[What is expected] Extract every line of the entries below that contains the word "jacket", matching case exactly.

[Dataset records]
======
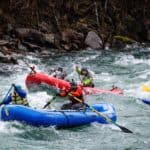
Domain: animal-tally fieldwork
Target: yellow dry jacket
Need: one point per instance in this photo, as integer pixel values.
(16, 99)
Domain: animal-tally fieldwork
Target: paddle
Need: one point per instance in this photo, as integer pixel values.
(49, 102)
(108, 120)
(7, 94)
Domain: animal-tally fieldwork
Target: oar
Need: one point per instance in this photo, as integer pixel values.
(7, 94)
(107, 119)
(49, 102)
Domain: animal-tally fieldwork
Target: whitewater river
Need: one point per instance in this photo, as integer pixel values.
(127, 70)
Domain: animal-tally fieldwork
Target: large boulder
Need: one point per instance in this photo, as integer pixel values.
(7, 59)
(71, 39)
(93, 40)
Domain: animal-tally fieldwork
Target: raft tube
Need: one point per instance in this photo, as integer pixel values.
(44, 79)
(61, 119)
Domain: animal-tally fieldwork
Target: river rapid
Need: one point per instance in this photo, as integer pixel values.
(127, 69)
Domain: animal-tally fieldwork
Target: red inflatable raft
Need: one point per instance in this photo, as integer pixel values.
(41, 78)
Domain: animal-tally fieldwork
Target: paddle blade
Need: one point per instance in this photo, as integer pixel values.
(124, 129)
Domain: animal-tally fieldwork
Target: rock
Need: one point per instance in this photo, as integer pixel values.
(121, 41)
(31, 47)
(36, 37)
(50, 38)
(43, 27)
(148, 35)
(7, 59)
(70, 35)
(71, 39)
(3, 42)
(30, 35)
(93, 40)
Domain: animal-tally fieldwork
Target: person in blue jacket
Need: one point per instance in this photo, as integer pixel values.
(18, 97)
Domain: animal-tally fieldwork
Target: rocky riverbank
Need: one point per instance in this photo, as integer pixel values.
(31, 25)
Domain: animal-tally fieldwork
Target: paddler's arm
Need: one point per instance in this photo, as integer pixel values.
(78, 70)
(7, 100)
(87, 82)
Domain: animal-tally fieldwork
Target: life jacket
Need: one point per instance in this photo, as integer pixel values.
(16, 99)
(78, 94)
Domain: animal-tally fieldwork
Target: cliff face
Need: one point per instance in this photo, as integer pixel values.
(66, 23)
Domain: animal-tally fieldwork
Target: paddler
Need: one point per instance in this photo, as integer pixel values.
(18, 97)
(59, 73)
(75, 92)
(85, 76)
======
[Written response]
Target: yellow dry jacket
Target: person in blue jacket
Target: life jacket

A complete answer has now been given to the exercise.